◆ The request:
Give only the lines from the one containing "For the evaluation set, tag every instance of the stone" through the end of the material below, exactly as written.

◆ The records:
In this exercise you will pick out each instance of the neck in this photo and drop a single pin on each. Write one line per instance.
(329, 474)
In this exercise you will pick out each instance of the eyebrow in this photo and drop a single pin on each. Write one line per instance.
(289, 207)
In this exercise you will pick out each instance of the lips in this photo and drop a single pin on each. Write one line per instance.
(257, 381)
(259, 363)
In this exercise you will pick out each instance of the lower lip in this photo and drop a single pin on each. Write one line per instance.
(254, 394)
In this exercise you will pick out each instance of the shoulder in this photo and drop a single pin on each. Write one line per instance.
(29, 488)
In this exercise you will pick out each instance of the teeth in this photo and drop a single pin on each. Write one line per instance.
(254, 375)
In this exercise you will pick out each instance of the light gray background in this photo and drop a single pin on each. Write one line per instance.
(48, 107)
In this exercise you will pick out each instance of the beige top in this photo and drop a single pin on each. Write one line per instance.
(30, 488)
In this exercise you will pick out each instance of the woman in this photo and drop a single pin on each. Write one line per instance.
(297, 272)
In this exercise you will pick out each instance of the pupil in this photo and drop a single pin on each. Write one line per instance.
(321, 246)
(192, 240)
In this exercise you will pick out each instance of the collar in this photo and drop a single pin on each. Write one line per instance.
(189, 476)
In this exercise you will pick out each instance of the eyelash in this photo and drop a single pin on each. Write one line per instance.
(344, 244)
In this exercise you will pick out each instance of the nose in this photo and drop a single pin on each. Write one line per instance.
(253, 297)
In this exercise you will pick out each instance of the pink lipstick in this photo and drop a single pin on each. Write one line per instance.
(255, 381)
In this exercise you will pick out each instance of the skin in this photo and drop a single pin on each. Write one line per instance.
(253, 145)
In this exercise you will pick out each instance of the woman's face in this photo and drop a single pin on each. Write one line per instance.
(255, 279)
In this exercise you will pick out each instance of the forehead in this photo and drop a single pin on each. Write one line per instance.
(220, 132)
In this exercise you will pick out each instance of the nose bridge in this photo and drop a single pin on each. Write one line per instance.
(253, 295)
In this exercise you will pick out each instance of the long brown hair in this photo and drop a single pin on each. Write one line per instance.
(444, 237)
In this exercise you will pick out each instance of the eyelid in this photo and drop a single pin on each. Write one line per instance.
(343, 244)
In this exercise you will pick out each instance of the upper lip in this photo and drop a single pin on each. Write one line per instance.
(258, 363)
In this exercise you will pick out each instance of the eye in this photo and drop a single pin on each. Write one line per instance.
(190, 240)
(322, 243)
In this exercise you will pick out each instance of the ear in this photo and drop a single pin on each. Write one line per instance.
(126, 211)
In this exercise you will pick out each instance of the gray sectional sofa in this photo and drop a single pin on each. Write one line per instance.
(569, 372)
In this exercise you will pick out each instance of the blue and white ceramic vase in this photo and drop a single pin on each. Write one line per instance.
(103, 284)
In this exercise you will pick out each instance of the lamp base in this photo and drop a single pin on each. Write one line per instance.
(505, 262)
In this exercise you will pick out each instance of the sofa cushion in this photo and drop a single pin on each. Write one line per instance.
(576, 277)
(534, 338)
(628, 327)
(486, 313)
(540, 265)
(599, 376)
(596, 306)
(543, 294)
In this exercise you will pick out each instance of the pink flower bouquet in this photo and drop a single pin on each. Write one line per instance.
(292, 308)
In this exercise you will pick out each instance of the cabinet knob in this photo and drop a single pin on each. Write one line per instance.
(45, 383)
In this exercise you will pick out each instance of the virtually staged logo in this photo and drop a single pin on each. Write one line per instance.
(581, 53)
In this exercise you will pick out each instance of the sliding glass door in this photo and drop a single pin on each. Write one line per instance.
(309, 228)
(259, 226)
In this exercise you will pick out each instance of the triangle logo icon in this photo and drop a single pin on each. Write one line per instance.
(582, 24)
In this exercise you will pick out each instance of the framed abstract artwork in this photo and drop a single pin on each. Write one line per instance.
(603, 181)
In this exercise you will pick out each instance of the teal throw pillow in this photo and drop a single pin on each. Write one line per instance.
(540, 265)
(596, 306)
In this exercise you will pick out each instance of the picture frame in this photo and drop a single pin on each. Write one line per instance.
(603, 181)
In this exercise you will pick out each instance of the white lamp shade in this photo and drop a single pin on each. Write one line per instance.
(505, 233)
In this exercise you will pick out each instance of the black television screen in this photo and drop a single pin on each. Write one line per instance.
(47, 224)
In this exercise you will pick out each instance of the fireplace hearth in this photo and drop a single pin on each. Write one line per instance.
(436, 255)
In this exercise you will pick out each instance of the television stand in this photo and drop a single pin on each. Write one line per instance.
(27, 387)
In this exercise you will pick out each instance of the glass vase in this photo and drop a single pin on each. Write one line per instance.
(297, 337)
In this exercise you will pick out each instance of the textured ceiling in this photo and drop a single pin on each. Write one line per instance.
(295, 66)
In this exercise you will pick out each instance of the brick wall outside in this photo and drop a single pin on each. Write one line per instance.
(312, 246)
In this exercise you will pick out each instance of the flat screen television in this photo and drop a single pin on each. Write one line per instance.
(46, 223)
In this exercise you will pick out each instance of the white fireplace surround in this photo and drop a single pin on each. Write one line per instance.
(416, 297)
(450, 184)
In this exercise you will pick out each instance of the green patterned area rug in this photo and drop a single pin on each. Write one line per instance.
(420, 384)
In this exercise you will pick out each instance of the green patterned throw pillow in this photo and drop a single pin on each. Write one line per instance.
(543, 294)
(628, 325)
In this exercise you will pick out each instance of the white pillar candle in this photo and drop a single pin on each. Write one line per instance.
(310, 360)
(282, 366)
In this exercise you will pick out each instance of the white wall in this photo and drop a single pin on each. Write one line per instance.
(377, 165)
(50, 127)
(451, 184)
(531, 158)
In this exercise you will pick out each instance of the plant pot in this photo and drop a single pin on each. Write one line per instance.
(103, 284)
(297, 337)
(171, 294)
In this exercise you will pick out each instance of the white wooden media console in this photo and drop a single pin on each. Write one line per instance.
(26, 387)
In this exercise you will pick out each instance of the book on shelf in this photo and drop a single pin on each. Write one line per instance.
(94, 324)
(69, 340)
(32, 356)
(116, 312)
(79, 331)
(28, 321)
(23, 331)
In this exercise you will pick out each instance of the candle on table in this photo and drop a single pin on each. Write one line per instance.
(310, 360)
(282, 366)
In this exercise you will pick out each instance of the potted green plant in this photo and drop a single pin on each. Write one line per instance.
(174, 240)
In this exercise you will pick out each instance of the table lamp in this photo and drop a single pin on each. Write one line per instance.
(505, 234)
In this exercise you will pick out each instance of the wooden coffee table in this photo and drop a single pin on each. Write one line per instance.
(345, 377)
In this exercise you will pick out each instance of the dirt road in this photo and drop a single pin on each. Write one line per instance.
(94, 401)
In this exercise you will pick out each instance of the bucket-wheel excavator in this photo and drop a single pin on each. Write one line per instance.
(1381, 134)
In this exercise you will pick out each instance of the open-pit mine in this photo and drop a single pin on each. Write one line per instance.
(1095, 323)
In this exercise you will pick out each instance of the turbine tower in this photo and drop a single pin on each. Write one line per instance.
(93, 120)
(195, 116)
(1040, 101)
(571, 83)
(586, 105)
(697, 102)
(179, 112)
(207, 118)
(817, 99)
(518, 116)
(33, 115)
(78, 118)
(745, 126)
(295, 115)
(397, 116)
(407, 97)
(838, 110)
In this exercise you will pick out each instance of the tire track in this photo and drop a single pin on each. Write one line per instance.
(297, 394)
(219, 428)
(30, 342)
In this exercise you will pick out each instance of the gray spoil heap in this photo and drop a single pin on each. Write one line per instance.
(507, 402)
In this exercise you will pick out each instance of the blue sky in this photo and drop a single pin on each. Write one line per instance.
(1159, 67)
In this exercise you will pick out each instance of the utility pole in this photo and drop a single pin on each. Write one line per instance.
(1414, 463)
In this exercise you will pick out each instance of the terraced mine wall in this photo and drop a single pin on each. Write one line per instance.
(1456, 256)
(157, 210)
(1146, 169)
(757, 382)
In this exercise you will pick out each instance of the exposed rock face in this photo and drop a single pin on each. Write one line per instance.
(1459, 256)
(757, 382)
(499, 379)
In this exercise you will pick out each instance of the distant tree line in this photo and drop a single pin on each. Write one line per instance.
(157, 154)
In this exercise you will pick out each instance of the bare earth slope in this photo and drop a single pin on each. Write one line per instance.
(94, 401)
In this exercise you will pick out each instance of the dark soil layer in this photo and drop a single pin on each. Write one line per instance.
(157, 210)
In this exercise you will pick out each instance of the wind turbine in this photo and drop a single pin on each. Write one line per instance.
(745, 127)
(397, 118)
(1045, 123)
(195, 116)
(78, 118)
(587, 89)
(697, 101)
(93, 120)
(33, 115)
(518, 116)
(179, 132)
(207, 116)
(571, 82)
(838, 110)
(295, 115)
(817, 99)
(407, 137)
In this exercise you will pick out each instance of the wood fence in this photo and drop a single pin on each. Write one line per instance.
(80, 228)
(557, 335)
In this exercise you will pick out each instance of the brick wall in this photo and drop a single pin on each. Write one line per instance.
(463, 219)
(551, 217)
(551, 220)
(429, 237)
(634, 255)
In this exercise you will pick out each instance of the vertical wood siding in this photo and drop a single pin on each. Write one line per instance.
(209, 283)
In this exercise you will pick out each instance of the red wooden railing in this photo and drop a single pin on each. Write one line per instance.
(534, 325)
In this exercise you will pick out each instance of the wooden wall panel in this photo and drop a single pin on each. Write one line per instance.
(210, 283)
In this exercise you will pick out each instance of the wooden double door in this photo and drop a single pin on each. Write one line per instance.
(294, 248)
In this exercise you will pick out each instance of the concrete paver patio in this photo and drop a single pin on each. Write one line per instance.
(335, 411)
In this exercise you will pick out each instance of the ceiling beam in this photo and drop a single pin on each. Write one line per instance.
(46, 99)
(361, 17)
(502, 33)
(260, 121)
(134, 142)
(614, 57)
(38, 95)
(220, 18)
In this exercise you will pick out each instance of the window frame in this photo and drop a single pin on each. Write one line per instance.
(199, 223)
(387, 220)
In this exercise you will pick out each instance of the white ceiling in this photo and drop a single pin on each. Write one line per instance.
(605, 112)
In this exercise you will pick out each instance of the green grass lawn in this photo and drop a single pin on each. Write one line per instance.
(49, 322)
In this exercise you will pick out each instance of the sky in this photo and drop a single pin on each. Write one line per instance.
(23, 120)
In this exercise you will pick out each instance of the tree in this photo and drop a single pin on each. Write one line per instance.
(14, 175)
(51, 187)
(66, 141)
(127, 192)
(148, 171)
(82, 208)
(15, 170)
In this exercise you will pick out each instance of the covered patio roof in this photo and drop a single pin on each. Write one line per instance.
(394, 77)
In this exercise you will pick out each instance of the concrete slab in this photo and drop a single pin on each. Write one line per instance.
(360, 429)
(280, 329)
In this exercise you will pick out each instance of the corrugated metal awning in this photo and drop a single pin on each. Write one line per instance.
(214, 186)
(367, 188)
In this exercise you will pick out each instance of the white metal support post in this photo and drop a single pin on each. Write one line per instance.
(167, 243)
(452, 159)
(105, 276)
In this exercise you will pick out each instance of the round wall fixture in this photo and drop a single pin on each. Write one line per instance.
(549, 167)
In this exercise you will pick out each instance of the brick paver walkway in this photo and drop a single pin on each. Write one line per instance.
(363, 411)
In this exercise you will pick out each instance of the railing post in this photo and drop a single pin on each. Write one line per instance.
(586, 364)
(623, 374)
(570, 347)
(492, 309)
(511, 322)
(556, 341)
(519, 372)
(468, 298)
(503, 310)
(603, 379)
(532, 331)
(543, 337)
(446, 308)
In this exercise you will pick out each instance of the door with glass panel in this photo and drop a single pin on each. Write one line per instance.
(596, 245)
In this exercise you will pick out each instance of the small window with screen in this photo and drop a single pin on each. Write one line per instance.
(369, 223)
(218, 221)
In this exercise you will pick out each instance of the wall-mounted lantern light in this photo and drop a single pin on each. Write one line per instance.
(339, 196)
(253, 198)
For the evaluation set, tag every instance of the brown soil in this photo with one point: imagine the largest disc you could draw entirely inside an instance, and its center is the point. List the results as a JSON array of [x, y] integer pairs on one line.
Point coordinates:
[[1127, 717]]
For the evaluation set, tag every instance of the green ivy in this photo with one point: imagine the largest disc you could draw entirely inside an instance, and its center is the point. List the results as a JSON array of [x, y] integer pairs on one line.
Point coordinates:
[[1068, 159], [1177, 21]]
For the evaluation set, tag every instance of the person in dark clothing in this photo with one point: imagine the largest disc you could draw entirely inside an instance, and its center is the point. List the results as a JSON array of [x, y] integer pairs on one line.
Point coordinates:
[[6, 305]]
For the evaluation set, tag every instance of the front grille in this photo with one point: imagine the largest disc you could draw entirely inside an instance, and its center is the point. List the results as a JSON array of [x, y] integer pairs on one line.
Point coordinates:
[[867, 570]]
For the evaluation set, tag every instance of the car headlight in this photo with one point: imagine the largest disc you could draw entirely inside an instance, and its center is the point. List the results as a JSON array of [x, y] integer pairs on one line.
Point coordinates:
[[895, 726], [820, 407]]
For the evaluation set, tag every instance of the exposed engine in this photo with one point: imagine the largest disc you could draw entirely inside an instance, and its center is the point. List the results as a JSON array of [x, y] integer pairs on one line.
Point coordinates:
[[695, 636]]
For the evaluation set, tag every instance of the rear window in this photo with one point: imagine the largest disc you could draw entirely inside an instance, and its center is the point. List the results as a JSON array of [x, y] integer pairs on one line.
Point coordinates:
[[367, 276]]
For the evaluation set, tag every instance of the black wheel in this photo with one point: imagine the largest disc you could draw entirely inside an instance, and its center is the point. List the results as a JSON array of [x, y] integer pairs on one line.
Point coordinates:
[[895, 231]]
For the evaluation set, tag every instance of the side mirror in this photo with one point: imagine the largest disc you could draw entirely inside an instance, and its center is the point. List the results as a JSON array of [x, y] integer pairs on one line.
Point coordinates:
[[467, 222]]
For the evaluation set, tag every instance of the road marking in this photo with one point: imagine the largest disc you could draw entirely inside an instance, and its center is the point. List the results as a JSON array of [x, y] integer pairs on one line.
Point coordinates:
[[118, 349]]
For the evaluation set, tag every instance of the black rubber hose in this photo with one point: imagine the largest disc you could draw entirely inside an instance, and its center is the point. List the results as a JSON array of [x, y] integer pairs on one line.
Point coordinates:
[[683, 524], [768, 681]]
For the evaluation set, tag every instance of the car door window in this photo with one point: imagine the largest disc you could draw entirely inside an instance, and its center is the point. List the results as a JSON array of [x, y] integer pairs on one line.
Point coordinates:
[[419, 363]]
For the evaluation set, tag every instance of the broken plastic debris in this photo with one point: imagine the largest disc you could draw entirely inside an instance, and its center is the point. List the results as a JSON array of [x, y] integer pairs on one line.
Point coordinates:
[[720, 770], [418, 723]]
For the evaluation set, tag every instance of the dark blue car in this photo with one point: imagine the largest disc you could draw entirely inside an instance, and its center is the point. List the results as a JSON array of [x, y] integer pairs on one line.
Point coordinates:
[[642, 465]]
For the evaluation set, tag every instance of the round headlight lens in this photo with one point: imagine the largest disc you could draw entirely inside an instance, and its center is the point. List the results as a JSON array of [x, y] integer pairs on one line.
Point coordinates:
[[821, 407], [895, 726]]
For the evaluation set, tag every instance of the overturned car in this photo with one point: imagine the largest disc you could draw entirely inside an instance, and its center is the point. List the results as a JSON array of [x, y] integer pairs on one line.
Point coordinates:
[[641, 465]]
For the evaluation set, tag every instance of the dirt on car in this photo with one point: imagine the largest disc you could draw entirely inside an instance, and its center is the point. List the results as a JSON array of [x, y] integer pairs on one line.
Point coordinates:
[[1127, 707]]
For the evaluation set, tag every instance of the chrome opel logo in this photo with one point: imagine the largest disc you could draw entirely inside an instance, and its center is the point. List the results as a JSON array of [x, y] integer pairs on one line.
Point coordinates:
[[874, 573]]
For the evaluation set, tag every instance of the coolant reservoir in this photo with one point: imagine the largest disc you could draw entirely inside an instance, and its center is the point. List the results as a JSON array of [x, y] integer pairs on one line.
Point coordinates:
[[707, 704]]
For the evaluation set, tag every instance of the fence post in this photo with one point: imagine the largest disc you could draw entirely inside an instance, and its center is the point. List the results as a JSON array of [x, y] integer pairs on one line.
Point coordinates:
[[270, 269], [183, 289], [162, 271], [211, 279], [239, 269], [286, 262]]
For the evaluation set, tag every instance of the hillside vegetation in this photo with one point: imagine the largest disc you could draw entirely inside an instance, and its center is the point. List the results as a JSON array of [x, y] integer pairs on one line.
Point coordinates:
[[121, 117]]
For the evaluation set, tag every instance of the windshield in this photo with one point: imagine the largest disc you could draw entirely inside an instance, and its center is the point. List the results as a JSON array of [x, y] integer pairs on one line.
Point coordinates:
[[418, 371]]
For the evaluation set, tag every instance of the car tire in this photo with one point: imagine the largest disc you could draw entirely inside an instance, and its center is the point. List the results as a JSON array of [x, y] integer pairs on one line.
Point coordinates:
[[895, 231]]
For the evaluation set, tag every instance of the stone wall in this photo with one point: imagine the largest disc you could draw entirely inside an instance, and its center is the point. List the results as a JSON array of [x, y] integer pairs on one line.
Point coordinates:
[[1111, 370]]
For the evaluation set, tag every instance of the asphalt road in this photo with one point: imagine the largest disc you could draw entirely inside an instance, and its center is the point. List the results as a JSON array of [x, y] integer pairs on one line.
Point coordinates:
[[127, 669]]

◆ Right answer:
For the evaluation set, tag every instance of the stone wall in this photo with one point: imagine the largest disc you could draw entirely inside an instance, and its center is the point. List the results as a JSON array of [x, y] integer pairs on one line.
Point coordinates:
[[1111, 370]]
For the evaluation set, tag every instance of the asphalt road in this photo with one point: imagine the largest disc you could draw entirely inside an instance, and its center is the point. List the results as a JSON array of [x, y] integer pairs on one line.
Point coordinates:
[[127, 669]]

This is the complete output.